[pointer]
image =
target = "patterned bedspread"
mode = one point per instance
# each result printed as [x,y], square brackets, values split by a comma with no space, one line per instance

########

Rewrite the records above with each "patterned bedspread" changed to "striped blanket" and all other text left the same.

[pointer]
image =
target = "striped blanket"
mode = one point per instance
# each result printed as [x,y], square brackets, values split by a comma with no space, one line per instance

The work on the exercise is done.